Items drawn from a data source:
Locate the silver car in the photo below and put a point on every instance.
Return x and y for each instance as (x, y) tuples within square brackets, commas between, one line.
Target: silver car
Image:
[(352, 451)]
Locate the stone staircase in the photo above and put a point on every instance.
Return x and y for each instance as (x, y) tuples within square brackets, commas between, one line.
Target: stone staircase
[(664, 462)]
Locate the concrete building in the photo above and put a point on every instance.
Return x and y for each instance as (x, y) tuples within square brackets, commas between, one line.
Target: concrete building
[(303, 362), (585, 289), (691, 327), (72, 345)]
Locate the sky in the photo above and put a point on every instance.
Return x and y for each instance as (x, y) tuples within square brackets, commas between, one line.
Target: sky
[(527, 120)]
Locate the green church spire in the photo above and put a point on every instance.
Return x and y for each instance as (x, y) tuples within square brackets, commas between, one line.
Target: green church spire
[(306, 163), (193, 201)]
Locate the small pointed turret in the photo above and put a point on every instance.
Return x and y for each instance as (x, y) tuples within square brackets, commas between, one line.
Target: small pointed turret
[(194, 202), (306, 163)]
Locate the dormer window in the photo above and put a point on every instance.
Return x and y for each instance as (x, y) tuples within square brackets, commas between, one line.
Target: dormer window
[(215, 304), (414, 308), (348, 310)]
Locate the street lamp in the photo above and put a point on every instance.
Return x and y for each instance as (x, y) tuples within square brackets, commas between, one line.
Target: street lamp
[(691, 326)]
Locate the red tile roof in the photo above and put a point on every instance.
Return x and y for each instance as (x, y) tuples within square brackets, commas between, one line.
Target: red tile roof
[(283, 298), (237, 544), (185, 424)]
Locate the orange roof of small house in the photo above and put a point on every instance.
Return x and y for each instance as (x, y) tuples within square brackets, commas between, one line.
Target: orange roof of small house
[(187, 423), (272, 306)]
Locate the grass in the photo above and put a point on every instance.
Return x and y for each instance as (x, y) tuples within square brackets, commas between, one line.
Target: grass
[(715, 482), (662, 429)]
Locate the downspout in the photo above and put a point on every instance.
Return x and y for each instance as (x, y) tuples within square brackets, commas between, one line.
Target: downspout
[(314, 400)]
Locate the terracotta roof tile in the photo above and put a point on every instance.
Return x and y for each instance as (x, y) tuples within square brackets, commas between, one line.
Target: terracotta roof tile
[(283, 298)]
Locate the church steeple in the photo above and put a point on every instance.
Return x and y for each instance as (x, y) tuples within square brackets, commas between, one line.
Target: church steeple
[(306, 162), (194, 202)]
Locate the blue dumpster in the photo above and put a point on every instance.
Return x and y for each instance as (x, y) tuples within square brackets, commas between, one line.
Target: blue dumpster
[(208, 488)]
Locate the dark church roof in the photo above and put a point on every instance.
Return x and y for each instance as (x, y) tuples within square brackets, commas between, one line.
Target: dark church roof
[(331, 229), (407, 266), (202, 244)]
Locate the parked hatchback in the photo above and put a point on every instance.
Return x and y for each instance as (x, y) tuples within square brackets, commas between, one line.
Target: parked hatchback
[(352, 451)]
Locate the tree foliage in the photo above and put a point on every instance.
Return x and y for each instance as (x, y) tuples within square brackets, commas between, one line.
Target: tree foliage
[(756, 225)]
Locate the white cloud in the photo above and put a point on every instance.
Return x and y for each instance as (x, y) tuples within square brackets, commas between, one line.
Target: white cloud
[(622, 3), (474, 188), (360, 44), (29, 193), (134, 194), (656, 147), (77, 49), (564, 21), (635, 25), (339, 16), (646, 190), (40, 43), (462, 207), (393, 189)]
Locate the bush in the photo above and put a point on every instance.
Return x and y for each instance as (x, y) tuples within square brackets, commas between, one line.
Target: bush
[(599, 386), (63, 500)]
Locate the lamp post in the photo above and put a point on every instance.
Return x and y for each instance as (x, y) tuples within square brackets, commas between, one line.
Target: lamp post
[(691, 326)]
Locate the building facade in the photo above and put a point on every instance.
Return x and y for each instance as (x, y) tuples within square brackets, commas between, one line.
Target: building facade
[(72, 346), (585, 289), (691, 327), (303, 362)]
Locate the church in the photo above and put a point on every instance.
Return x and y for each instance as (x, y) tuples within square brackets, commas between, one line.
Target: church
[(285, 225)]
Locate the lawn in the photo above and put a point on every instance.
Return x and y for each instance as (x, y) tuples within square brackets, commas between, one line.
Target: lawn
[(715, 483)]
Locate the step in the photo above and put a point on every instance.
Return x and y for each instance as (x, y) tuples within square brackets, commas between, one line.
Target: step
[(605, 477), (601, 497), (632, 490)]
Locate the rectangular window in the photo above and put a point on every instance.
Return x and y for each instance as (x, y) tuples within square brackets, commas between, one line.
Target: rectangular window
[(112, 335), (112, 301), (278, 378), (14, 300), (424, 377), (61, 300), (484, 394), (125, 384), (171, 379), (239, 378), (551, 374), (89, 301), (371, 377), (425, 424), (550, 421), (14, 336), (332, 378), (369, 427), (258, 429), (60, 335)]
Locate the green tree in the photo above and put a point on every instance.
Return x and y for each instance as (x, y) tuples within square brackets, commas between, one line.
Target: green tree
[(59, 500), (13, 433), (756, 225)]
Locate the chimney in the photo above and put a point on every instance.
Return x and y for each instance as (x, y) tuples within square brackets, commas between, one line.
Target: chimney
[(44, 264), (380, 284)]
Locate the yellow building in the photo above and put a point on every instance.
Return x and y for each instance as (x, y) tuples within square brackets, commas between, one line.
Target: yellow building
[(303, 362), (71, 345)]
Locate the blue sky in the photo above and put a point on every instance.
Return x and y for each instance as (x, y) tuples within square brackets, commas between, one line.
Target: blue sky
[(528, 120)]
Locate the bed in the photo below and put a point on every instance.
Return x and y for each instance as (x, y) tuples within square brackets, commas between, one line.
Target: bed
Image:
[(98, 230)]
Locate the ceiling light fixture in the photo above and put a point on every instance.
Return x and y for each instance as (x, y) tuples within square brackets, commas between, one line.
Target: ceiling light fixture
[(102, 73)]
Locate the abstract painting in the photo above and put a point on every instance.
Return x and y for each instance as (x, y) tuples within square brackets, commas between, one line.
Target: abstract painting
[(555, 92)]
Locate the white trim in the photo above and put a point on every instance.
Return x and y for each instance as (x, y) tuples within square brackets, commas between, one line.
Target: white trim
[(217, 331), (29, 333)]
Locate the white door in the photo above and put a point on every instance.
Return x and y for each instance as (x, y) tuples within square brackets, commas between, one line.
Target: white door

▸ The request
Render each line of the listing above as a numbered list, skipping any blank lines.

▸ Exercise solution
1. Locate the silver car in the photo below and put a point on every instance.
2. Return x and y for each instance as (x, y) tuples within square brackets, commas between, one line.
3. Target: silver car
4. Image:
5. [(352, 451)]
6. Locate the stone staircase in the photo above and put a point on every instance.
7. Return x and y for each instance as (x, y) tuples within square brackets, commas between, one line.
8. Target: stone staircase
9. [(664, 462)]
10. Locate the concrete building in the photo above and put a point on every instance.
11. Return x and y for each instance as (x, y) tuples within square brackets, commas between, one line.
12. Target: concrete building
13. [(303, 362), (585, 289), (691, 327), (72, 345)]
14. Locate the sky in the photo above and put a point on every instance.
15. Return x and y for each instance as (x, y) tuples within square brackets, commas between, one line.
16. Target: sky
17. [(527, 120)]
18. Locate the green church spire in the photo above and put a point on every instance.
19. Return x and y for each instance as (x, y) tuples within square brackets, commas between, one line.
20. Target: green church spire
21. [(306, 163), (193, 201)]
22. Locate the small pointed turret in the photo above and put a point on every instance.
23. Return x and y for each instance as (x, y) tuples within square brackets, commas between, one line.
24. Target: small pointed turret
25. [(194, 202), (306, 163)]
26. Locate the dormer window in the photo above and put a point on every instance.
27. Return x and y for each instance as (x, y) tuples within square brackets, commas between, one line.
28. Target: dormer window
29. [(215, 304), (414, 308), (348, 310)]
30. Locate the street lamp in the photo above and put a point on every instance.
31. Return x and y for each instance as (x, y) tuples within square brackets, commas between, one line.
32. Target: street lamp
33. [(691, 326)]
34. Locate the red tile roof in the photo above and put a point on every instance.
35. Return x and y for each instance as (x, y) tuples within square brackets, commas between, one line.
36. Target: red tile roof
37. [(283, 298), (237, 544), (185, 424)]
38. Locate the orange roof of small house in the photo above and put a point on every instance.
39. Return x and y for each instance as (x, y) tuples within square brackets, commas between, one line.
40. Target: orange roof of small house
41. [(187, 423), (272, 306)]
42. Locate the grass in the photo above and put a point on every instance.
43. Return x and y for each instance as (x, y) tuples within square brackets, commas between, one line.
44. Target: grass
45. [(715, 482), (662, 429)]
46. Locate the downspout in the photo above and put a point on every instance.
47. Return x and y for each instance as (x, y) tuples within square brackets, commas between, one line.
48. Target: downspout
49. [(314, 400)]
50. Locate the terracotta roof tile in the photo above and put a point on every instance.
51. Return x and y for each instance as (x, y) tuples within square brackets, commas between, one line.
52. Target: terracotta roof tile
53. [(283, 298)]
54. Locate the church steeple in the photo above and put a point on every instance.
55. Return x and y for each instance as (x, y) tuples within square brackets, commas between, one line.
56. Target: church steeple
57. [(306, 162), (194, 202)]
58. Locate the blue dumpster in the photo above and put a point on every instance.
59. Return x and y for each instance as (x, y) tuples within square brackets, commas between, one line.
60. Target: blue dumpster
61. [(208, 488)]
62. Locate the dark church roof in the photo above and put a point on every instance.
63. Return x and y for each instance as (x, y) tuples within square brackets, commas between, one line.
64. Target: dark church roof
65. [(331, 229), (407, 266), (202, 244)]
66. Locate the parked hatchback in the photo above and put a point on every instance.
67. Return x and y for each instance as (x, y) tuples within square brackets, commas between, one line.
68. Target: parked hatchback
69. [(352, 451)]
70. Locate the tree foliage in the photo above and put a point on every instance.
71. Return x and y for each instance as (x, y) tuples within square brackets, commas between, one line.
72. Target: tree foliage
73. [(756, 225)]
74. Locate the white cloud in the photo above and put a point on every instance.
75. Return x and y for each instance as (x, y) tuples within square brackets, commas between, one line.
76. Target: white cloud
77. [(622, 3), (474, 188), (360, 44), (29, 193), (134, 194), (656, 147), (77, 49), (564, 21), (635, 25), (339, 16), (646, 190), (40, 43), (462, 207), (393, 189)]
78. Locate the bush in the photo above and put a point on every instance.
79. Return x and y for each instance as (x, y) tuples within square brackets, commas between, one line.
80. Target: bush
81. [(599, 386), (63, 500)]
82. Locate the lamp post in the photo above and put a point on every instance.
83. Return x and y for each instance as (x, y) tuples within square brackets, commas between, one line.
84. Target: lamp post
85. [(691, 326)]
86. Locate the building facade in the photo above and put a point on every instance.
87. Return x and y for each instance as (x, y) tuples within square brackets, commas between, one line.
88. Target: building facade
89. [(72, 346), (585, 289), (691, 327), (303, 362)]
90. Locate the church in the photo above and put a point on every instance.
91. Return x and y for each instance as (x, y) tuples within square brackets, commas between, one line.
92. Target: church
93. [(285, 225)]
94. Locate the lawn in the photo above and put a point on every instance.
95. Return x and y for each instance as (x, y) tuples within square brackets, commas between, one line.
96. Target: lawn
97. [(715, 483)]
98. Locate the step in the photo above and put a point on every instance.
99. Return x and y for each instance as (x, y) tuples within square brackets, commas between, one line.
100. Target: step
101. [(605, 477), (601, 497), (632, 490)]
102. Locate the rectangular window in the photo above and put a point on every instance.
103. Return x and y for each instance as (x, y) tuples within square brackets, commas between, one line.
104. Target: rectangular window
105. [(112, 335), (112, 301), (278, 378), (14, 300), (424, 377), (61, 300), (484, 394), (125, 384), (171, 379), (239, 378), (551, 374), (89, 301), (371, 377), (425, 424), (550, 421), (14, 336), (332, 378), (369, 427), (258, 429), (60, 335)]
106. Locate the green tree in the photo above and put a point on every instance.
107. Return x and y for each instance as (x, y) tuples within square brackets, commas between, one line.
108. Target: green tree
109. [(59, 500), (13, 433), (756, 225)]
110. Locate the chimney in the photo above and put a point on every instance.
111. Return x and y for each instance as (x, y) tuples within square brackets, commas between, one line.
112. Target: chimney
113. [(44, 264), (380, 284)]
114. Locate the yellow building in the photo above and put a point on every instance.
115. Return x and y for each instance as (x, y) tuples within square brackets, commas between, one line.
116. Target: yellow building
117. [(303, 362), (71, 345)]
118. Locate the blue sky in the photo above and put a point on every instance.
119. Return x and y for each instance as (x, y) tuples within square brackets, commas between, one line.
120. Target: blue sky
121. [(528, 120)]
122. Locate the bed in the photo below and put a point on every instance.
123. Return x and y for each instance as (x, y) tuples within square brackets, commas between, one line.
124. Target: bed
125. Image:
126. [(98, 230)]
127. Locate the ceiling light fixture in the photo above and put a point on every instance.
128. Return x and y for each instance as (x, y) tuples within square brackets, commas between, one line.
129. Target: ceiling light fixture
130. [(102, 73)]
131. Locate the abstract painting in the photo above and put a point on every instance.
132. Return x and y for each instance as (x, y) tuples within square brackets, commas between, one line.
133. Target: abstract painting
134. [(555, 92)]
135. Locate the white trim in the photo above and put a point on every instance.
136. Return x and y for each instance as (x, y) tuples within square brackets, commas between, one line.
137. Target: white trim
138. [(217, 331), (29, 333)]
139. Locate the white door in the photo above and put a point on every instance.
140. Return x and y for each instance as (x, y) tuples within square brackets, commas between, one line.
141. Target: white door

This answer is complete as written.